__Set problem A__.
In the passage on the order of operations, what are the agreed rules that fix the meaning of a math expression called?

__Text segment__.
When you write something down, it’s important that the people who read it will understand what you actually meant. But language can be ambiguous. If we say in English, “two times three squared”, do we mean that:
  • \(2\) is multiplied by \(3\text{,}\) and then the result is squared? That would mean first we have \(6\text{,}\) and then we square \(6\) to end with \(36\text{.}\)
  • Or that \(2\) is multiplied by “three squared”? That would mean first we square \(3\) to get \(9\text{,}\) and then we multiply by \(2\) to end with \(18\text{.}\)
So it makes a difference, and the English phrase “two times three squared” is arguably ambiguous.
English is allowed to be ambiguous. But math needs to be unambiguous and mean the same thing for everyone who reads it. So for this reason, there are some rules that we’ve all agreed to that control what a math expression really means. These rules are called the “order of operations”, which we review here.

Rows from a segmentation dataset
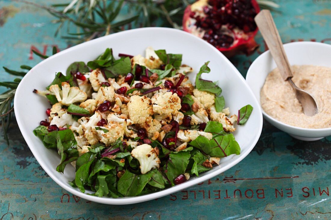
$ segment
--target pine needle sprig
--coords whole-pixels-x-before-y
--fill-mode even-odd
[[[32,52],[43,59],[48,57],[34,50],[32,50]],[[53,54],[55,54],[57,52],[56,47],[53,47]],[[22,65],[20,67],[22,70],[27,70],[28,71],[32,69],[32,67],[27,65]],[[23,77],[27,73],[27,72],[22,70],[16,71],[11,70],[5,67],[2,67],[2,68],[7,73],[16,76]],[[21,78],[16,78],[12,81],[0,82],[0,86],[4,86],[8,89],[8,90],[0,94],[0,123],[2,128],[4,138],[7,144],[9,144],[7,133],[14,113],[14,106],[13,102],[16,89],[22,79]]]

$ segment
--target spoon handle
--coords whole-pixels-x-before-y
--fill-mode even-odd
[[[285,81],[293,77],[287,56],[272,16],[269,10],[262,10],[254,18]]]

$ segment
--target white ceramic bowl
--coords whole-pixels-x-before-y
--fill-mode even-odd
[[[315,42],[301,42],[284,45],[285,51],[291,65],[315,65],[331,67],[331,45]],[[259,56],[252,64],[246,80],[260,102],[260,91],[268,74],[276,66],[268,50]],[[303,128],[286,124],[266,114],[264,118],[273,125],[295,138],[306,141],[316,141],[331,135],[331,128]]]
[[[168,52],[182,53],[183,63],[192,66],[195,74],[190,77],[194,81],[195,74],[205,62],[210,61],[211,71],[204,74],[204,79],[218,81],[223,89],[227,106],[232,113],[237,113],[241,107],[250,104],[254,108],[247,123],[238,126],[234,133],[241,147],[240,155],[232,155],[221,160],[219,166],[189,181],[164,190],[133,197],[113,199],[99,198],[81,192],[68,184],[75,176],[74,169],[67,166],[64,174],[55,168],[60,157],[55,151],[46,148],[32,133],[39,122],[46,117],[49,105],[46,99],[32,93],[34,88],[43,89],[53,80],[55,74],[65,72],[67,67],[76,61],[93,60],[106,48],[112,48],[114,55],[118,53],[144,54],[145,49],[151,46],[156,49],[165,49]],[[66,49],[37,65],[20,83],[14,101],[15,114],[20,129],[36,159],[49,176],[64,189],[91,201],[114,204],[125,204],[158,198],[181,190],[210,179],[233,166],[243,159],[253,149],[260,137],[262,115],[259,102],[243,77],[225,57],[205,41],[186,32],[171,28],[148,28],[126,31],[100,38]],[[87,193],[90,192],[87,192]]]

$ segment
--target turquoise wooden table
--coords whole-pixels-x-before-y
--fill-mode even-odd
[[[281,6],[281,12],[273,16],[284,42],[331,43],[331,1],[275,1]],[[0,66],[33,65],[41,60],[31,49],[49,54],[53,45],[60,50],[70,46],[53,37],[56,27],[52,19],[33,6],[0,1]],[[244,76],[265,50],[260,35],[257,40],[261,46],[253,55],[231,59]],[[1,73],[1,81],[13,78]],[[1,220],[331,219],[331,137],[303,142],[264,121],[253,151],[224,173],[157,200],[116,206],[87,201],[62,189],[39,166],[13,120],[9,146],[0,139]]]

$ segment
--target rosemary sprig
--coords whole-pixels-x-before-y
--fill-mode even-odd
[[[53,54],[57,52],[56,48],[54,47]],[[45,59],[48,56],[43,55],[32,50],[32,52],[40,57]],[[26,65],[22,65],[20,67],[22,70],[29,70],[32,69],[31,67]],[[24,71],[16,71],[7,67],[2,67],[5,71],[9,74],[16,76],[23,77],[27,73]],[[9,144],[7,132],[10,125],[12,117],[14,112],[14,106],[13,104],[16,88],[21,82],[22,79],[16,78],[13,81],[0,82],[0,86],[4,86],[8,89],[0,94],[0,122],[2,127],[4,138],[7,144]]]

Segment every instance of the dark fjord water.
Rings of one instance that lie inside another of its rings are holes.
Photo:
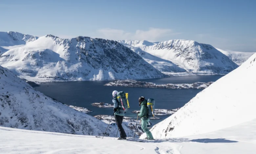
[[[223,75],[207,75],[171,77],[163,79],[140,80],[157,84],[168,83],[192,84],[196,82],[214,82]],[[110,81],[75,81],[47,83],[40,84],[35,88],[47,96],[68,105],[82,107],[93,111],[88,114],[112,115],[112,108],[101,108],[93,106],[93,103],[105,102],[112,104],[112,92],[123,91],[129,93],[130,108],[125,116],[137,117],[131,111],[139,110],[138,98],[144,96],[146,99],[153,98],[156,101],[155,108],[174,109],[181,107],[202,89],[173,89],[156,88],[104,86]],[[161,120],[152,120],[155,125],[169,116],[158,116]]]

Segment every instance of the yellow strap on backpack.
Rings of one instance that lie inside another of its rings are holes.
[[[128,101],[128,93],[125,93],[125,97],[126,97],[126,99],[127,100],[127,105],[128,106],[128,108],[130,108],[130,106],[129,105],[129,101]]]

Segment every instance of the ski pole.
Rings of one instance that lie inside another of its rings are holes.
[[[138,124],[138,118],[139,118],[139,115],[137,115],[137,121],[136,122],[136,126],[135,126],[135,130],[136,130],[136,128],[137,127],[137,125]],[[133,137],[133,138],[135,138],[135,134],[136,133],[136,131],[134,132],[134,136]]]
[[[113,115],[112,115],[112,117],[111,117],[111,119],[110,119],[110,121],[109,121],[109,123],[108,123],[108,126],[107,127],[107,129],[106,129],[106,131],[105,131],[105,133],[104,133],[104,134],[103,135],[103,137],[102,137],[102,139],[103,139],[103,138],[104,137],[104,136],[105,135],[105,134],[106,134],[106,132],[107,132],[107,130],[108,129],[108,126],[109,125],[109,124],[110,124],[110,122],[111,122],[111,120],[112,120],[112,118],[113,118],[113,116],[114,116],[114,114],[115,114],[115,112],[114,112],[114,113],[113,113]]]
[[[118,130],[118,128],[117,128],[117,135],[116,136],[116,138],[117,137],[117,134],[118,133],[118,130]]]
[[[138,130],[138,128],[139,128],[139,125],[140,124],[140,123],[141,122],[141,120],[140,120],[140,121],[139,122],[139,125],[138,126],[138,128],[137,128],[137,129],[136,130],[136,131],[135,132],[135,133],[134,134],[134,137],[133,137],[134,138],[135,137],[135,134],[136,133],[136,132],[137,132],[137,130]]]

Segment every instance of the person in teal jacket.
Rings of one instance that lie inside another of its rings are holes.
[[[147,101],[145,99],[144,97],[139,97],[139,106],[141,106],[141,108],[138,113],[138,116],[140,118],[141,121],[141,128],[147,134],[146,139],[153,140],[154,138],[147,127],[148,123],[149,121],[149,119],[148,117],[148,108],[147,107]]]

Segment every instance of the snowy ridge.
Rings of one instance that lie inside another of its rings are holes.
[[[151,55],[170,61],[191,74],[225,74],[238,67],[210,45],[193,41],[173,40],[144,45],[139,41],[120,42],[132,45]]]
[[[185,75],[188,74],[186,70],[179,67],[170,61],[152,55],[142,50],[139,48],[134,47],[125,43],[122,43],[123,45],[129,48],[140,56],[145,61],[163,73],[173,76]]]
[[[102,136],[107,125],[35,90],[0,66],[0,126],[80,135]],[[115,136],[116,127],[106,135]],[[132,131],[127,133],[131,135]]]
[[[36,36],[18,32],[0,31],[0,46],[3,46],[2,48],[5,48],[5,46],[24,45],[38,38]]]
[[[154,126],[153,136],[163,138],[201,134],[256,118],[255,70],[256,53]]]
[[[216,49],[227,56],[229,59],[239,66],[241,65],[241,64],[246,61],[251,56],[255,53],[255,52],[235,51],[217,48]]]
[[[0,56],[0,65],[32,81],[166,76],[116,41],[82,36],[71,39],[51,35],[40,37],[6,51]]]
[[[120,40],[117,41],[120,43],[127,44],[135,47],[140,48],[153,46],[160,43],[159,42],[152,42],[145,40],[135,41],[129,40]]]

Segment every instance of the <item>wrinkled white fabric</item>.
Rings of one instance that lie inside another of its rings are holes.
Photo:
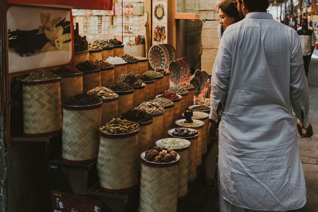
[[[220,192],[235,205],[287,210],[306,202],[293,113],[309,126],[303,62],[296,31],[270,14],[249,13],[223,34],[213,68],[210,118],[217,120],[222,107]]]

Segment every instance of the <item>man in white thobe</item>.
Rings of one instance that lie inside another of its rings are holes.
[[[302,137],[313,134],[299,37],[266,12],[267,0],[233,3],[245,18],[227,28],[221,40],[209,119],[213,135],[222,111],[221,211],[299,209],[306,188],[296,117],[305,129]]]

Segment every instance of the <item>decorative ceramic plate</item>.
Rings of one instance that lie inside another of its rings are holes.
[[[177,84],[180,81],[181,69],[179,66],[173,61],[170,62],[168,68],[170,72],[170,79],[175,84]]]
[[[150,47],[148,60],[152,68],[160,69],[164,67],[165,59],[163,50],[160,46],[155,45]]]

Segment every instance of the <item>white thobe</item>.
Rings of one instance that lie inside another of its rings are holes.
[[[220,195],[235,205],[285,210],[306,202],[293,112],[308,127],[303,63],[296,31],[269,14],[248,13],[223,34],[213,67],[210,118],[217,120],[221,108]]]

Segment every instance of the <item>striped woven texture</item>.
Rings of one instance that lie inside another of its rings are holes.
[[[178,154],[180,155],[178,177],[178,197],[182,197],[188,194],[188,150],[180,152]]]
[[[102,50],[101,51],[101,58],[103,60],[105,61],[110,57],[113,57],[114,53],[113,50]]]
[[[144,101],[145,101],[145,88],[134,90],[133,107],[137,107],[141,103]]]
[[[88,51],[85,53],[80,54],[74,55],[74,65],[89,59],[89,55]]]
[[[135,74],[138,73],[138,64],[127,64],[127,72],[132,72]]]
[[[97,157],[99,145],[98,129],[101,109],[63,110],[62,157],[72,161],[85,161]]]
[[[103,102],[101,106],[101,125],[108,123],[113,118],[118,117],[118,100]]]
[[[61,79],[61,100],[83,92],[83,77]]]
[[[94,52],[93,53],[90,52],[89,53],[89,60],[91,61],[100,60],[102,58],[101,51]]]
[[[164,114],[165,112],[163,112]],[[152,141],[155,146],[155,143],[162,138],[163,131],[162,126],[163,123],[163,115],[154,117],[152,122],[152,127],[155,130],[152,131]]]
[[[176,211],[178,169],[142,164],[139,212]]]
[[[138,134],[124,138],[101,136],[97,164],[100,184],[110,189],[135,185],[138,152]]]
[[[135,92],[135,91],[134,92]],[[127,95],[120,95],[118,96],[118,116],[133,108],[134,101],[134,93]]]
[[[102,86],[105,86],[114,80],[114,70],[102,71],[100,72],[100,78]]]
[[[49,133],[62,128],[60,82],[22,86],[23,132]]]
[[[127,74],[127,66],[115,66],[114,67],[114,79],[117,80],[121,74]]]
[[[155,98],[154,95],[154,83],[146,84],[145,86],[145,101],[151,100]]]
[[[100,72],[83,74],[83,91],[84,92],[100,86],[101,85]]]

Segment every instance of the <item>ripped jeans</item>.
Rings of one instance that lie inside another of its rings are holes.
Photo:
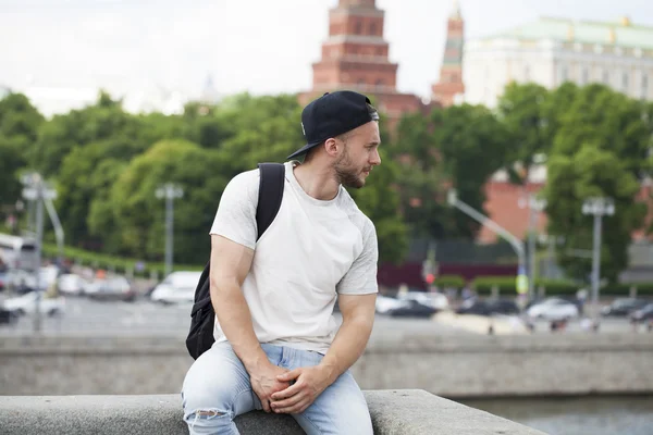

==

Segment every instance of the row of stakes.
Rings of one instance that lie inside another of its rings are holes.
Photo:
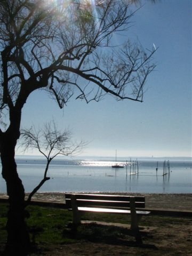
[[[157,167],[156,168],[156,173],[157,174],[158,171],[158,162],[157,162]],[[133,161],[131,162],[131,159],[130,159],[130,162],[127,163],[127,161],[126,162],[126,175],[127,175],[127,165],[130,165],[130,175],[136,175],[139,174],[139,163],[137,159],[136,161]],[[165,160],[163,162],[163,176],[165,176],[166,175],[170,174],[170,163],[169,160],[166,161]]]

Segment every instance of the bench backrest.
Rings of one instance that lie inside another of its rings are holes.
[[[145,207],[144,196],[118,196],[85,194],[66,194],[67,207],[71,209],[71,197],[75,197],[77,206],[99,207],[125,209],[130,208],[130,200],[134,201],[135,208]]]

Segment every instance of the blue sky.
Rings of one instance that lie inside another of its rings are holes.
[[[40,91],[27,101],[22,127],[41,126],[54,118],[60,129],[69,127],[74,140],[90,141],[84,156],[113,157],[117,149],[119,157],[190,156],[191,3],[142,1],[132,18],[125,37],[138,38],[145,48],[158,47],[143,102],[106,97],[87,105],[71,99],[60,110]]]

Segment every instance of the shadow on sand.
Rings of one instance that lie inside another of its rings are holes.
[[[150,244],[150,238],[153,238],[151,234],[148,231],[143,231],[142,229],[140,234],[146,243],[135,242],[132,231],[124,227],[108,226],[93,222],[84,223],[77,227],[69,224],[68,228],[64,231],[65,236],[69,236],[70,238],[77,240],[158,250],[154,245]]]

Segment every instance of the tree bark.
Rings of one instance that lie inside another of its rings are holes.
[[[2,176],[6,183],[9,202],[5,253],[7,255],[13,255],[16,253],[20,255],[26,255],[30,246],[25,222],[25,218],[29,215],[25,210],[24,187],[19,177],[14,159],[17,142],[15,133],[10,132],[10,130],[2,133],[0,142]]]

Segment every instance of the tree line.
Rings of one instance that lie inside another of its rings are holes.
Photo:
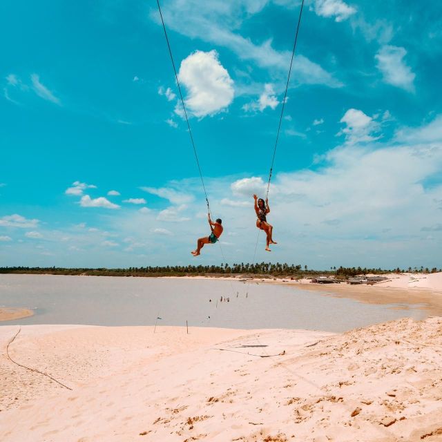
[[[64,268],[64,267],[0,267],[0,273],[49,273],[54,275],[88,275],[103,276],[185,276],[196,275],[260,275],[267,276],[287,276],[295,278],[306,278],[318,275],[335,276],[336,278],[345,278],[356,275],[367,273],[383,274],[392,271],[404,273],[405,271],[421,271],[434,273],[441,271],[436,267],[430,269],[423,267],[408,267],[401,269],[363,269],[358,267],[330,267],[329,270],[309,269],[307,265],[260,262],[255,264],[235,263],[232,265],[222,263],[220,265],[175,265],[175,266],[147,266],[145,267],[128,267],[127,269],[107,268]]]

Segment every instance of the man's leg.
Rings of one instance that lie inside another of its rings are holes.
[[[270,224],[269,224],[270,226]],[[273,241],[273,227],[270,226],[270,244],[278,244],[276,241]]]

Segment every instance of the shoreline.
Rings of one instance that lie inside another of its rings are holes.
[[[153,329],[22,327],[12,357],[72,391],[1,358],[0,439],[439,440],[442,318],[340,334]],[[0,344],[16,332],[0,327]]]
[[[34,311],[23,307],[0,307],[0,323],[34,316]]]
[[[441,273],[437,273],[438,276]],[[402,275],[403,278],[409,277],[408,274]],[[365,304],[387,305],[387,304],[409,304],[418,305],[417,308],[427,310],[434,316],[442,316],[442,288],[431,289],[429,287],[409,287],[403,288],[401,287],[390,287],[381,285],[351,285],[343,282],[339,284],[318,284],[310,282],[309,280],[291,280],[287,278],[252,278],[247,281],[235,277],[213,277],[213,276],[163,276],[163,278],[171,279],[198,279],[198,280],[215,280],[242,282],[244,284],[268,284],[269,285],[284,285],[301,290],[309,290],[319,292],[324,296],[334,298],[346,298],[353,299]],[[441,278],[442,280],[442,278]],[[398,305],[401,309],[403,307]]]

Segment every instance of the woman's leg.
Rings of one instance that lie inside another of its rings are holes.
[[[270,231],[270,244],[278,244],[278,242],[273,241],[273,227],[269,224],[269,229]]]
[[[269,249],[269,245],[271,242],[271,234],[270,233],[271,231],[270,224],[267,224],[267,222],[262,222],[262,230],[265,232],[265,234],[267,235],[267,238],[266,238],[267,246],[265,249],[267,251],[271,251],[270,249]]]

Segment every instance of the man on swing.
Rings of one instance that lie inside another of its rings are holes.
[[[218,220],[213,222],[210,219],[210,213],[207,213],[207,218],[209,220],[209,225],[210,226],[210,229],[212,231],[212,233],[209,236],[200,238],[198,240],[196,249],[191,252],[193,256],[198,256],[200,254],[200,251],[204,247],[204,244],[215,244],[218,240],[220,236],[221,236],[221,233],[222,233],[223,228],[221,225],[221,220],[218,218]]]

---

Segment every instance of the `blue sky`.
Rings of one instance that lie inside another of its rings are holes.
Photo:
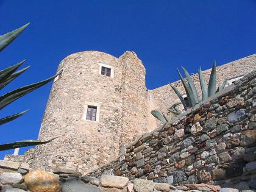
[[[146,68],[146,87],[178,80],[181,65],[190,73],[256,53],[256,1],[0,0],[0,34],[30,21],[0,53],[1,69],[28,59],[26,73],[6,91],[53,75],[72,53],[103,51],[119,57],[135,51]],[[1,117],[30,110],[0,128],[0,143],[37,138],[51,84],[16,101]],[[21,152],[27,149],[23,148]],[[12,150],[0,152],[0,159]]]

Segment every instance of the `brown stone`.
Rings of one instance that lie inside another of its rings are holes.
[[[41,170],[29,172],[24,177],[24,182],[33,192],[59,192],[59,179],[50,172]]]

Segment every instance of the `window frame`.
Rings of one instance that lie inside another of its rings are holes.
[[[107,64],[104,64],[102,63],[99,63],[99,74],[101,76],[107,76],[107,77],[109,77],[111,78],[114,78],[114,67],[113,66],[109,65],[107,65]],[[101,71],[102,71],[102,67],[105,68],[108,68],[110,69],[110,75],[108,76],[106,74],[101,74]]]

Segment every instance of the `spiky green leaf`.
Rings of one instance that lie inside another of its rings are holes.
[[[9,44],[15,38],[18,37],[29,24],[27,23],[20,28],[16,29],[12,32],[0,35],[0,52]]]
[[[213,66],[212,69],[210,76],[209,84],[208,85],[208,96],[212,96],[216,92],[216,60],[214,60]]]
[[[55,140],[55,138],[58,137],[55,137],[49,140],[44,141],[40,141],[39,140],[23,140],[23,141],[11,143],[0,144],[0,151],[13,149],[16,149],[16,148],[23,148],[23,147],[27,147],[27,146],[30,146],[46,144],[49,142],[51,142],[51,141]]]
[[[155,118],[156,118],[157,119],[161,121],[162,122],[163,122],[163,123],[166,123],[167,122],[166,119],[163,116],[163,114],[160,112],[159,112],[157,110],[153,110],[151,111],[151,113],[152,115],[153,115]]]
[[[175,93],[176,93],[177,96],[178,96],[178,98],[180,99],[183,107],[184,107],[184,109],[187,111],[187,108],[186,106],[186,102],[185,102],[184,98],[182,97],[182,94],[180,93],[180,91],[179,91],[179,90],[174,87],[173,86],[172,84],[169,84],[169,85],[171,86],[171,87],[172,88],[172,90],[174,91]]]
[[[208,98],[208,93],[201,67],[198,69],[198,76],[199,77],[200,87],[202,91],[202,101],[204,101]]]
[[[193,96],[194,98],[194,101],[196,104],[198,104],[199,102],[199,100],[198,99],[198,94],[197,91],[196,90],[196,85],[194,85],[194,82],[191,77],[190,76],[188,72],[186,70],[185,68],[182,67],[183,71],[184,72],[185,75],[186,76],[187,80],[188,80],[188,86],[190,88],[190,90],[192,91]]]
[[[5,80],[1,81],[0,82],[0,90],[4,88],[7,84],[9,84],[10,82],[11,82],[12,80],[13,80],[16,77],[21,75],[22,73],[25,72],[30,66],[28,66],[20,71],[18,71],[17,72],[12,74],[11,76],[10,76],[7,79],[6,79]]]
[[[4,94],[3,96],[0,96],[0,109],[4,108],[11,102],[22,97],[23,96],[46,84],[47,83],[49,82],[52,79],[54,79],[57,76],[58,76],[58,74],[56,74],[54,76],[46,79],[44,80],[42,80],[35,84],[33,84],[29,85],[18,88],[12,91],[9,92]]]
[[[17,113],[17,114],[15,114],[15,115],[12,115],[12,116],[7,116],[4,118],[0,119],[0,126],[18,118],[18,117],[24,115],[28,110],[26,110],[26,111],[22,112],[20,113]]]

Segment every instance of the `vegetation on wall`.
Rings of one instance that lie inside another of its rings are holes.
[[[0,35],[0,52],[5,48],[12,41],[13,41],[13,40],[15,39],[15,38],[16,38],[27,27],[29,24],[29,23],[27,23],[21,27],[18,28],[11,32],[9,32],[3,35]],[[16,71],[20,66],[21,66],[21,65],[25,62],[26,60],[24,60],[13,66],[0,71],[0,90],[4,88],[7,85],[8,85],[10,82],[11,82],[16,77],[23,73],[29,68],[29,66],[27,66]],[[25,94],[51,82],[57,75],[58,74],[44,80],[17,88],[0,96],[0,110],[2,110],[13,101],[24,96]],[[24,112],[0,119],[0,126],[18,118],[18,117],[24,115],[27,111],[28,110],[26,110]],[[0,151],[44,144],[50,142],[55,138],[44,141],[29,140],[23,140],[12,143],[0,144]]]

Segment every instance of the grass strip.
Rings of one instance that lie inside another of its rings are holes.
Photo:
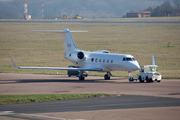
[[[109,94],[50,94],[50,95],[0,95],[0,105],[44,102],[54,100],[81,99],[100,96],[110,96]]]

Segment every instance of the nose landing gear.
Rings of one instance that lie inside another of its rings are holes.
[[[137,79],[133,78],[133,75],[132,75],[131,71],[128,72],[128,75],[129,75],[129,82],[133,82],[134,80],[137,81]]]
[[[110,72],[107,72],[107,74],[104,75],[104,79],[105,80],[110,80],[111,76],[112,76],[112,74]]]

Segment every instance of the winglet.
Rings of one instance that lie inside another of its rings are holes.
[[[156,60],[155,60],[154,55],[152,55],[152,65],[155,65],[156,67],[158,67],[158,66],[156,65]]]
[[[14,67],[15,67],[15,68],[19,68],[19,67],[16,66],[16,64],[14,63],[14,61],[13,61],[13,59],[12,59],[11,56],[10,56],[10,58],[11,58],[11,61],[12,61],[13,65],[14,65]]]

__Set problem B__.
State how many lines of the entries contain the word "white", giving only the number.

__Task response A__.
They are called the "order of operations."

__Task response B__.
4